[WHAT IS REQUIRED] The entries that follow need to be returned without any alteration.

[Region pointing data]
►

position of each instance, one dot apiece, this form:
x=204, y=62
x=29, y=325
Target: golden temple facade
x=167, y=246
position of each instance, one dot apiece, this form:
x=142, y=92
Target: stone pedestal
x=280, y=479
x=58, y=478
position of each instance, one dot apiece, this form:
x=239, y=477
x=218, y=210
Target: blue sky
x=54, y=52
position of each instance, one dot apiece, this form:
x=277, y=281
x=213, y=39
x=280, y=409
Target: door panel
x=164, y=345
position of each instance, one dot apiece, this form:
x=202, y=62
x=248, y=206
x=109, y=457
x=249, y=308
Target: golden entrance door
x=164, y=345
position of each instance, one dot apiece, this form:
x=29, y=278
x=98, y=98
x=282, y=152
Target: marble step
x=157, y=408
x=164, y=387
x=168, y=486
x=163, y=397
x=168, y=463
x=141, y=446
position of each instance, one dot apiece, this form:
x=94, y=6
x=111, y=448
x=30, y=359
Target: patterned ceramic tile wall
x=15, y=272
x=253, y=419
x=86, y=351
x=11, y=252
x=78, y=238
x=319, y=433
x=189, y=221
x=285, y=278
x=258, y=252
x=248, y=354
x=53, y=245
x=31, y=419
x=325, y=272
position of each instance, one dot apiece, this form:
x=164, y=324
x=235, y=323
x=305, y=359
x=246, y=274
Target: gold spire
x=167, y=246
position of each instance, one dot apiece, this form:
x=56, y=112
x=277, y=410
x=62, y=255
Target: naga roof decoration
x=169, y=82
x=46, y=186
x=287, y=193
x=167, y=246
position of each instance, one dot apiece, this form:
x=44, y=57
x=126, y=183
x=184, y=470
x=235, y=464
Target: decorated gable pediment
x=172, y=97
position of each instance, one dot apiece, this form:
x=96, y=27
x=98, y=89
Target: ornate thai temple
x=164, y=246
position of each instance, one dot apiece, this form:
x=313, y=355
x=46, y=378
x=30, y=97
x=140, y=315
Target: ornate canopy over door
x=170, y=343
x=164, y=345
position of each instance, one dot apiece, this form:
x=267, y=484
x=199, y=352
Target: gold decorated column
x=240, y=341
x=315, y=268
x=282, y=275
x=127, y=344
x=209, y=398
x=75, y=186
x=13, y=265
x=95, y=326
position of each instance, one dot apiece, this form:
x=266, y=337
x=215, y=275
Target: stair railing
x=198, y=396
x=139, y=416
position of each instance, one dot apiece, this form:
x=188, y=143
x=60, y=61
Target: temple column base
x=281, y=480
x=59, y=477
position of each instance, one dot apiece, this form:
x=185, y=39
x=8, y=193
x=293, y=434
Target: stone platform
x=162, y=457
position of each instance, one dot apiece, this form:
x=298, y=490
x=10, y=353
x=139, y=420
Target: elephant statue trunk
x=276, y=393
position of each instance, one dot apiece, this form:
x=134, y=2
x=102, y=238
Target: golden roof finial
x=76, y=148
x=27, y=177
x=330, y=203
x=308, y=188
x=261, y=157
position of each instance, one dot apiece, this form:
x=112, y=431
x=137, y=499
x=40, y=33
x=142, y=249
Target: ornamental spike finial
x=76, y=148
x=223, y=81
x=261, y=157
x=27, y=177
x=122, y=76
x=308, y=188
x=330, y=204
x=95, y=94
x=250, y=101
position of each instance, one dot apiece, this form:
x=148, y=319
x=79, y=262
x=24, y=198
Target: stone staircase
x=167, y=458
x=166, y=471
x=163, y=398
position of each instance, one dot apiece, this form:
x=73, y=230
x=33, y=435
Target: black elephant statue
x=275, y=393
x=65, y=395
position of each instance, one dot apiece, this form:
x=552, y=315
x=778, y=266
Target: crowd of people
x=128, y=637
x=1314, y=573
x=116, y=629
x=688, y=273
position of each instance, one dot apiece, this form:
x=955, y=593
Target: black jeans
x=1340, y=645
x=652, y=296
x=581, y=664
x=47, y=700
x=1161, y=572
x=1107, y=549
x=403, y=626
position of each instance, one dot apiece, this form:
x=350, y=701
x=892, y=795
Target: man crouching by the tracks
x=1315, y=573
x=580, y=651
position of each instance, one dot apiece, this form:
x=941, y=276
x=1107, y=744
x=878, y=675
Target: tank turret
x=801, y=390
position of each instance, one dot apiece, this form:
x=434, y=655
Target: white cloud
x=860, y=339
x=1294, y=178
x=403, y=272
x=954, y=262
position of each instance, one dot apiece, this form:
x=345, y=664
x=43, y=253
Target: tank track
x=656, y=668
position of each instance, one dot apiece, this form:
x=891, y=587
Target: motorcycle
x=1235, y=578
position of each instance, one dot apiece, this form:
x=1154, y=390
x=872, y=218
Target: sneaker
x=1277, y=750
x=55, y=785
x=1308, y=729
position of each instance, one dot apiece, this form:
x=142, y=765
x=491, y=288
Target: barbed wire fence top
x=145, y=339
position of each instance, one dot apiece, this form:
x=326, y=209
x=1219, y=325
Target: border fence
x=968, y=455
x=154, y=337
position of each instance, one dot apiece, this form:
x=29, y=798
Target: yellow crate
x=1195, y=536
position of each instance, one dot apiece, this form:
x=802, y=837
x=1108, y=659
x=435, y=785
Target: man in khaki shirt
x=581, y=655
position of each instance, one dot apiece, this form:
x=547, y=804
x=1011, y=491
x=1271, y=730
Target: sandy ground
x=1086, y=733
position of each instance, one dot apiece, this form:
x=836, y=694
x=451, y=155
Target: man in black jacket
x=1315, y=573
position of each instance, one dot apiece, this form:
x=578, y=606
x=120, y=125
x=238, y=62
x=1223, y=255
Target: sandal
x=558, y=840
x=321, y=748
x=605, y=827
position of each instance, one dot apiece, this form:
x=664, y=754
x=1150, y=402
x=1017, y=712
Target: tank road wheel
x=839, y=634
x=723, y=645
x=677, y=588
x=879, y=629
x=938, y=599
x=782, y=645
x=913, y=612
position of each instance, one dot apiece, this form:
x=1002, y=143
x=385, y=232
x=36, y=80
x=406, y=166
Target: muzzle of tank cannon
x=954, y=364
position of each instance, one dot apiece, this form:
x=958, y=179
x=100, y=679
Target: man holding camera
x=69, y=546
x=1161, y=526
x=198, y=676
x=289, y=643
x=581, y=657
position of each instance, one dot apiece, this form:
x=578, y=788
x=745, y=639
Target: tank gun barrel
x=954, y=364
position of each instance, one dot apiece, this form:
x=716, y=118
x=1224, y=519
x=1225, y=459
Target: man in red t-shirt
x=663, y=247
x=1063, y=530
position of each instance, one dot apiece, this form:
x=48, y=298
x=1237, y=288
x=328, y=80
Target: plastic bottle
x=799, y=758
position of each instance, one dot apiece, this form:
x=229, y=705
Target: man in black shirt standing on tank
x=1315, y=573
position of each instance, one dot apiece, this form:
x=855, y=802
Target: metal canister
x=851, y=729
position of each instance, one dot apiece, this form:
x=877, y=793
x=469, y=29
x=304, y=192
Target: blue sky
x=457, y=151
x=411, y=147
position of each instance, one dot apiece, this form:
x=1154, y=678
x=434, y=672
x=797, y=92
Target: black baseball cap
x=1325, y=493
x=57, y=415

◄

[YOUR RESPONSE]
position of each instance, one dot apiece, this form:
x=204, y=62
x=29, y=325
Target: golden temple facade
x=167, y=246
position of each instance, one dot apiece, this form:
x=142, y=92
Target: stone pedestal
x=280, y=479
x=58, y=478
position of each instance, one dot apiece, this form:
x=239, y=477
x=218, y=210
Target: blue sky
x=54, y=52
position of each instance, one dot apiece, this form:
x=277, y=281
x=213, y=39
x=280, y=409
Target: door panel
x=164, y=345
position of each instance, one dot apiece, this form:
x=202, y=62
x=248, y=206
x=109, y=457
x=249, y=308
Target: golden entrance door
x=164, y=345
position of each instance, one dot apiece, this form:
x=29, y=278
x=98, y=98
x=282, y=152
Target: marble step
x=157, y=408
x=164, y=387
x=168, y=486
x=163, y=397
x=168, y=463
x=141, y=446
position of each instance, one dot apiece, this form:
x=94, y=6
x=111, y=448
x=30, y=359
Target: patterned ceramic tile wall
x=15, y=272
x=253, y=419
x=86, y=351
x=11, y=252
x=78, y=238
x=319, y=433
x=189, y=221
x=285, y=278
x=258, y=252
x=248, y=354
x=53, y=245
x=31, y=419
x=325, y=272
position of each instance, one dot apiece, this form:
x=164, y=324
x=235, y=323
x=305, y=359
x=246, y=274
Target: gold spire
x=167, y=246
position of each instance, one dot apiece, this form:
x=56, y=112
x=277, y=410
x=62, y=255
Target: naga roof decoration
x=169, y=82
x=46, y=186
x=287, y=193
x=167, y=246
position of each instance, one dot apiece, this form:
x=44, y=57
x=126, y=183
x=184, y=470
x=235, y=464
Target: decorated gable pediment
x=172, y=97
position of each instance, one dot apiece, this form:
x=96, y=27
x=98, y=89
Target: ornate thai temple
x=164, y=246
position of each instance, one dot apiece, this form:
x=313, y=355
x=46, y=378
x=30, y=97
x=140, y=315
Target: ornate canopy over door
x=170, y=343
x=164, y=345
position of each instance, one dot apiece, this form:
x=267, y=484
x=199, y=352
Target: gold decorated column
x=240, y=341
x=315, y=268
x=282, y=275
x=127, y=344
x=209, y=398
x=75, y=186
x=13, y=265
x=95, y=326
position of each instance, one dot apiece, this form:
x=266, y=337
x=215, y=275
Target: stair railing
x=198, y=396
x=139, y=416
position of each instance, one dot apiece, this form:
x=188, y=143
x=60, y=61
Target: temple column base
x=281, y=480
x=59, y=477
position of each instance, one dot apiece, this form:
x=185, y=39
x=8, y=193
x=293, y=434
Target: stone platform
x=162, y=457
position of each instance, one dot apiece, this form:
x=298, y=490
x=10, y=353
x=139, y=420
Target: elephant statue trunk
x=276, y=393
position of each instance, one dot apiece, this form:
x=134, y=2
x=102, y=238
Target: golden roof finial
x=76, y=148
x=27, y=177
x=330, y=203
x=308, y=188
x=261, y=157
position of each instance, one dot apiece, this form:
x=112, y=431
x=137, y=499
x=40, y=33
x=142, y=249
Target: ornamental spike finial
x=76, y=148
x=223, y=81
x=261, y=157
x=27, y=177
x=122, y=76
x=308, y=188
x=330, y=204
x=95, y=94
x=250, y=101
position of each instance, one dot apiece, this form:
x=148, y=319
x=79, y=262
x=24, y=198
Target: stone staircase
x=167, y=458
x=166, y=471
x=163, y=398
position of each instance, one dot apiece, this form:
x=73, y=230
x=33, y=435
Target: black elephant statue
x=275, y=393
x=65, y=395
position of each instance, one dot apiece, this form:
x=552, y=315
x=778, y=266
Target: crowd of people
x=128, y=637
x=1314, y=573
x=116, y=629
x=688, y=273
position of each instance, one dot apiece, this form:
x=955, y=593
Target: black jeans
x=1340, y=645
x=652, y=296
x=581, y=664
x=47, y=700
x=1161, y=572
x=1107, y=549
x=403, y=626
position of each instance, one dot apiece, this form:
x=350, y=701
x=892, y=795
Target: man crouching by the tracks
x=1315, y=573
x=580, y=651
position of each instance, one dot apiece, this form:
x=941, y=276
x=1107, y=744
x=878, y=675
Target: tank turret
x=801, y=390
position of each instance, one dot apiece, this form:
x=434, y=655
Target: white cloud
x=860, y=339
x=1294, y=178
x=403, y=272
x=954, y=262
position of each instance, one dot apiece, this form:
x=345, y=664
x=43, y=253
Target: tank track
x=656, y=668
position of each instance, one dot apiece, this form:
x=891, y=587
Target: motorcycle
x=1235, y=578
position of each instance, one dot apiece, this form:
x=1154, y=390
x=872, y=218
Target: sneaker
x=1277, y=750
x=55, y=785
x=1308, y=729
position of each instance, one dot apiece, this form:
x=142, y=765
x=491, y=288
Target: barbed wire fence top
x=145, y=339
position of each instance, one dot apiece, this form:
x=326, y=209
x=1219, y=325
Target: border fence
x=968, y=455
x=154, y=337
position of each instance, one dot apiece, this form:
x=29, y=798
Target: yellow crate
x=1195, y=536
position of each instance, one dot apiece, this form:
x=802, y=837
x=1108, y=659
x=435, y=785
Target: man in khaki shirt
x=581, y=655
position of each instance, one dot apiece, this form:
x=547, y=804
x=1011, y=491
x=1271, y=730
Target: sandy ground
x=1086, y=733
position of each instance, one dot apiece, this form:
x=836, y=694
x=451, y=155
Target: man in black jacket
x=1315, y=573
position of each instance, one dot apiece, this form:
x=578, y=606
x=120, y=125
x=238, y=62
x=1223, y=255
Target: sandal
x=558, y=840
x=321, y=748
x=605, y=827
position of each instance, one dot apiece, this form:
x=664, y=754
x=1150, y=402
x=1017, y=712
Target: tank road wheel
x=839, y=634
x=723, y=645
x=677, y=588
x=879, y=629
x=938, y=599
x=782, y=645
x=913, y=612
position of each instance, one dot apiece, this form:
x=1002, y=143
x=385, y=232
x=36, y=80
x=406, y=166
Target: muzzle of tank cannon
x=954, y=364
position of each instance, one dot apiece, this form:
x=958, y=179
x=100, y=679
Target: man holding camera
x=69, y=546
x=1161, y=526
x=198, y=676
x=289, y=643
x=581, y=657
position of each instance, one dot apiece, this form:
x=578, y=788
x=745, y=639
Target: tank gun barrel
x=954, y=364
position of each instance, one dot apiece, this form:
x=716, y=118
x=1224, y=519
x=1225, y=459
Target: man in red t-shirt
x=663, y=247
x=1063, y=530
position of each instance, one dot apiece, this form:
x=48, y=298
x=1237, y=288
x=328, y=80
Target: plastic bottle
x=799, y=758
position of each instance, one dot apiece, this form:
x=229, y=705
Target: man in black shirt standing on tank
x=1315, y=573
position of each instance, one dot apiece, this form:
x=855, y=802
Target: metal canister
x=851, y=729
position of each instance, one dot apiece, this form:
x=877, y=793
x=469, y=29
x=304, y=192
Target: blue sky
x=457, y=151
x=411, y=147
position of each instance, one dot apiece, this form:
x=1154, y=678
x=434, y=672
x=797, y=92
Target: black baseball cap
x=1325, y=493
x=57, y=415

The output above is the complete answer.